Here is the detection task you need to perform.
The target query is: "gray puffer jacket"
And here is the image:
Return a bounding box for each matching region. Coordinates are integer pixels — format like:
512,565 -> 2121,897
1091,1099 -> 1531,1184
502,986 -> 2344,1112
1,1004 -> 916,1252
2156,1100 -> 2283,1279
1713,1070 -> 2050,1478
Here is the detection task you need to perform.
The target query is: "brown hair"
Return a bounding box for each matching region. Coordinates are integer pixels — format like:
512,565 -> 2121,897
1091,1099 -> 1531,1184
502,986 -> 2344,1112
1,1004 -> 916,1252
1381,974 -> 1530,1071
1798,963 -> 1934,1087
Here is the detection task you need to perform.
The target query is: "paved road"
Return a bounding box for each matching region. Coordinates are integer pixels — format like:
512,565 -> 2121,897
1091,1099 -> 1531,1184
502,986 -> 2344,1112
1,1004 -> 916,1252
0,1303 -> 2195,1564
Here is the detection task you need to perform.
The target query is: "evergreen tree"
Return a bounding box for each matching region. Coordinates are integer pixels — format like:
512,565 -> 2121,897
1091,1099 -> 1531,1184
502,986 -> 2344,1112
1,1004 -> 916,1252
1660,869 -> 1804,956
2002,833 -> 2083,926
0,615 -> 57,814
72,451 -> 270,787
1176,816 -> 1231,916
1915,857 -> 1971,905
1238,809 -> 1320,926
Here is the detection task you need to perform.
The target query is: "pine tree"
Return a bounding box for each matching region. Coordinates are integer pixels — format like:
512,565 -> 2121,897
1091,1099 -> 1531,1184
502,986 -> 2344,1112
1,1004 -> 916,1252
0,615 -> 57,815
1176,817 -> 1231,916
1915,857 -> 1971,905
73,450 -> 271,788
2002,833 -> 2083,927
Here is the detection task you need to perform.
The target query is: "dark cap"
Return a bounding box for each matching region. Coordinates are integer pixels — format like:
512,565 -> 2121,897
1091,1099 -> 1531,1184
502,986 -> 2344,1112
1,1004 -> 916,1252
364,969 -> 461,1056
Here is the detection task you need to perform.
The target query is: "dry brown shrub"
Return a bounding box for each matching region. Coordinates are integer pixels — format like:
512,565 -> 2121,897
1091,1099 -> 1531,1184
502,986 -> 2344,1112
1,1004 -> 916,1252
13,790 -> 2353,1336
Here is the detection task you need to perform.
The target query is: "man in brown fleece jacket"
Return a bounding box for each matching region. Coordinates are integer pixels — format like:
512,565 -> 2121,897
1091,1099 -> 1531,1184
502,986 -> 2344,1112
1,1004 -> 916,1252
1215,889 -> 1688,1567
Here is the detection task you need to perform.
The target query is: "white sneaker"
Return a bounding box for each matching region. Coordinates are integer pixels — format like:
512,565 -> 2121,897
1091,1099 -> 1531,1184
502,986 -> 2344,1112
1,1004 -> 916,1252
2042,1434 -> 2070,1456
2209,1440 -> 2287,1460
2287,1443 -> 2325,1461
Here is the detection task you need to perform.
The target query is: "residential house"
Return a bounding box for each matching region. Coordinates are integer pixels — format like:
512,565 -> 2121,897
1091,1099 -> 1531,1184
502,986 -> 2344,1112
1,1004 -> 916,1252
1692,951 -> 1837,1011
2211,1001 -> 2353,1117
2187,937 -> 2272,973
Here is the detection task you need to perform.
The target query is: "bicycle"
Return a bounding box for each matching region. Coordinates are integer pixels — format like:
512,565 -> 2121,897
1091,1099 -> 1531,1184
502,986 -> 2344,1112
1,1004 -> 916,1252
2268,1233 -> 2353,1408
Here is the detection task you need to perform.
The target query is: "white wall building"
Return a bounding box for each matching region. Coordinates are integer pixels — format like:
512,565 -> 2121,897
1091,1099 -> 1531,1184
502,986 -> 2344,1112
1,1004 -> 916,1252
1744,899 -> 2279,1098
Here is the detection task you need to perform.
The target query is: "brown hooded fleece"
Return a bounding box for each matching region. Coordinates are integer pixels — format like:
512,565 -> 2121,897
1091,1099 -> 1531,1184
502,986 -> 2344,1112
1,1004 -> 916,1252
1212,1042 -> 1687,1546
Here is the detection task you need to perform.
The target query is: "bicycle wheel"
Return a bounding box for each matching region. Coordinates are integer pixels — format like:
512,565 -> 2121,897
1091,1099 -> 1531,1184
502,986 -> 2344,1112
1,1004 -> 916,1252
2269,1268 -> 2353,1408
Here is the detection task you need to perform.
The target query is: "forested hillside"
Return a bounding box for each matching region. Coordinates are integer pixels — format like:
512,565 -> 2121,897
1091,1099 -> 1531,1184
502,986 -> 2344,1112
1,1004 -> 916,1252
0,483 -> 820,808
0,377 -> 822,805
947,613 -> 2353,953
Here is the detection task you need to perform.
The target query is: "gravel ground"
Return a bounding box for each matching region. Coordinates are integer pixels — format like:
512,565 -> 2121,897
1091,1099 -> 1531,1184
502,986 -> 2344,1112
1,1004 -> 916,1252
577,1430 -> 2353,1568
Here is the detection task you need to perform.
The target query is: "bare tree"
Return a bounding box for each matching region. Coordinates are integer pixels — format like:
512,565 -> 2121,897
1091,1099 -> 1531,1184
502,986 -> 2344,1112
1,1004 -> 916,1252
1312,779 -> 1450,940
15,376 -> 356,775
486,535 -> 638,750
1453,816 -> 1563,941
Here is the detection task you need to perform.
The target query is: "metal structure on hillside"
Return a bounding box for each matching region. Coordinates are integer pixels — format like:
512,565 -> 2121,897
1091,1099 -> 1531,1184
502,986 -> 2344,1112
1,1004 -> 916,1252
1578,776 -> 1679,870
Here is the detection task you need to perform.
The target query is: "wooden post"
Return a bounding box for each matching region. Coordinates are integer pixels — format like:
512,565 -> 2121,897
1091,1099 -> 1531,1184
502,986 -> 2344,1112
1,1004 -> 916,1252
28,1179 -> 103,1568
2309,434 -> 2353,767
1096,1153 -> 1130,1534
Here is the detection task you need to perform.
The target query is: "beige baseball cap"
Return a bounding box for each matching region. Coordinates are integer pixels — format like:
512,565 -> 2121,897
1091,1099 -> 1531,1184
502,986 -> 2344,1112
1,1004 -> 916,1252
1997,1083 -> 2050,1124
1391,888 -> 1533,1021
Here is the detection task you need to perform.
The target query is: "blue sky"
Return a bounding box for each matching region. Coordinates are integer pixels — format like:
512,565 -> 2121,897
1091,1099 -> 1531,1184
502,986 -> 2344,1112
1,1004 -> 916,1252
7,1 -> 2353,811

WHAT YOU WILL DO: Reproduce all of the records exactly.

OUTPUT:
Here is the detection task you need to perform.
The target query is: "gray puffer jacket"
And here is the image:
Return a bounding box for each matching region. Coordinates are integer pixels — format like:
512,565 -> 2121,897
1091,1099 -> 1531,1184
502,986 -> 2344,1112
1,1004 -> 916,1252
2156,1100 -> 2283,1279
1713,1070 -> 2050,1478
Here is the detection task you need to perform.
The target query is: "brown hair"
Return a bounding box for each matching region. Coordinates are integer pixels — format like:
512,565 -> 2121,897
1091,1099 -> 1531,1184
502,986 -> 2344,1112
1,1004 -> 916,1252
1381,974 -> 1530,1071
1798,963 -> 1934,1087
Here is the detection task you need to perform.
The target query is: "paved road"
Return a bounding box for each matching region. Coordinates are integer pixels — format like:
512,565 -> 2121,897
1091,1099 -> 1531,1184
502,986 -> 2344,1112
1,1004 -> 916,1252
0,1303 -> 2195,1564
Here is the detection task you need to perform.
The target query is: "evergreen tree"
Return a bounding box for each matching region. Coordinates are integer pixels — format like:
512,565 -> 2121,897
1091,1099 -> 1531,1184
502,986 -> 2344,1112
1,1004 -> 916,1252
1660,869 -> 1804,956
2002,833 -> 2083,926
0,615 -> 57,814
72,451 -> 270,787
1176,816 -> 1231,916
1915,857 -> 1971,905
1238,809 -> 1320,926
Here is the detection task you need to perform.
The target query is: "pine tree"
Return a bounding box for each matching region. Coordinates are integer pixels — format like:
512,565 -> 2121,897
1091,1099 -> 1531,1184
502,986 -> 2344,1112
1,1004 -> 916,1252
0,615 -> 57,815
1176,817 -> 1231,916
1915,857 -> 1971,905
73,450 -> 271,788
2002,833 -> 2083,927
Here is the detection task you need to perform.
The target query is: "dark cap"
Return a bounding box for each matching region. Coordinates are integer pixels — format like:
512,565 -> 2121,897
1091,1099 -> 1531,1184
502,986 -> 2344,1112
1,1004 -> 916,1252
364,969 -> 461,1056
Here is the detection task you need to perform.
The target query is: "dry brown shrub"
Return a bounding box for each matching region. Coordinates are integer pixels — format like:
512,565 -> 2121,897
1091,1099 -> 1531,1184
502,986 -> 2344,1112
1,1004 -> 916,1252
13,790 -> 2353,1336
Here is the detection task you need to perform.
The target query is: "man in brown fleece jacket"
Return a bounding box for each matching region. Coordinates are integer pixels — format like:
512,565 -> 2121,897
1091,1099 -> 1531,1184
502,986 -> 2344,1112
1,1004 -> 916,1252
1215,889 -> 1688,1567
Here is the detection task you need to perform.
The target query is: "white sneaker"
Return a bounding box for each matching region. Coordinates are integer pixels — format like:
512,565 -> 2121,897
1091,1099 -> 1531,1184
502,986 -> 2344,1112
1,1004 -> 916,1252
2042,1434 -> 2070,1456
2209,1440 -> 2287,1460
2287,1443 -> 2325,1461
Here is the detection task you need to perform.
The target query is: "residential house"
Return a bounding box for each matching region. Coordinates are integer pixels — format like:
512,565 -> 2121,897
1091,1099 -> 1531,1184
502,986 -> 2344,1112
1,1004 -> 916,1252
1692,951 -> 1837,1011
2211,1001 -> 2353,1117
2187,937 -> 2272,973
Here is the detection task you need to perform.
The target query is: "bicycle"
Return a bounding box for each matching region. Coordinates are integer pixels — format like:
512,565 -> 2121,897
1091,1099 -> 1531,1184
502,986 -> 2344,1112
1,1004 -> 916,1252
2268,1233 -> 2353,1408
Here is the detection task you need to perform.
The target query is: "white wall building"
Return a bounding box for each matching region. Coordinates are integer pixels — format like:
512,565 -> 2121,897
1091,1099 -> 1531,1184
502,986 -> 2344,1112
1,1004 -> 916,1252
1744,899 -> 2279,1098
Here is the detection task you need to perform.
The target query is: "brown hooded fleece"
Return a bounding box for each matching region. Coordinates are integer pixels — format like:
512,565 -> 2121,897
1091,1099 -> 1531,1184
502,986 -> 2344,1112
1,1004 -> 916,1252
1212,1042 -> 1687,1546
Here is the detection task you need to perform.
The target query is: "bicycle wheel"
Return a bounding box for each matching region. Coordinates are integer pixels — format like:
512,565 -> 2121,897
1091,1099 -> 1531,1184
502,986 -> 2344,1112
1,1004 -> 916,1252
2269,1268 -> 2353,1408
Here is the detection task you need to perform.
The target query is: "forested hillside"
Return a bounding box for each matching region. Coordinates are integer pixels — format like:
512,565 -> 2121,897
1091,1099 -> 1531,1184
502,986 -> 2344,1112
1,1004 -> 916,1252
0,483 -> 820,808
0,377 -> 822,805
947,613 -> 2353,953
Here is the detection task you need to perform.
The target query is: "gravel ground"
Return a bounding box for each matching region. Coordinates are integer pixels — format like:
512,565 -> 2121,897
1091,1099 -> 1531,1184
502,986 -> 2344,1112
1,1004 -> 916,1252
577,1430 -> 2353,1568
Here is the detection task you need to perform.
The target query is: "bare tree"
Return a bounding box for each matching region. Coordinates are integer pixels — format like:
512,565 -> 2121,897
1091,1099 -> 1531,1184
502,986 -> 2344,1112
1,1004 -> 916,1252
1312,779 -> 1450,940
15,376 -> 356,775
486,535 -> 638,750
1453,816 -> 1563,941
Here is the detection task you need to perform.
The target query is: "metal structure on hillside"
Return a bounding box for each matching region. Coordinates are integer pixels — format like:
512,565 -> 2121,897
1091,1099 -> 1531,1184
502,986 -> 2344,1112
1,1004 -> 916,1252
1578,776 -> 1679,870
Here is the detection task you need to perform.
The target query is: "wooden post"
Return a bounding box for each matching region. Coordinates are integer pixels — format like:
512,565 -> 2121,897
1091,1099 -> 1531,1184
502,986 -> 2344,1112
1,1004 -> 916,1252
28,1179 -> 103,1568
2309,434 -> 2353,767
1096,1153 -> 1130,1534
Here is the detection task you need to perform.
The target query is: "beige baseball cap"
Return a bounding box for each matching region. Coordinates are integer pixels — format like:
512,565 -> 2121,897
1091,1099 -> 1531,1184
502,986 -> 2344,1112
1,1004 -> 916,1252
1997,1083 -> 2050,1124
1391,888 -> 1533,1021
Here is the detection task you need to perform.
The target query is: "blue sky"
Return a bounding box for each matching region. Coordinates are integer pixels — format like:
512,565 -> 2121,897
1091,1099 -> 1531,1184
502,986 -> 2344,1112
1,1004 -> 916,1252
7,1 -> 2353,811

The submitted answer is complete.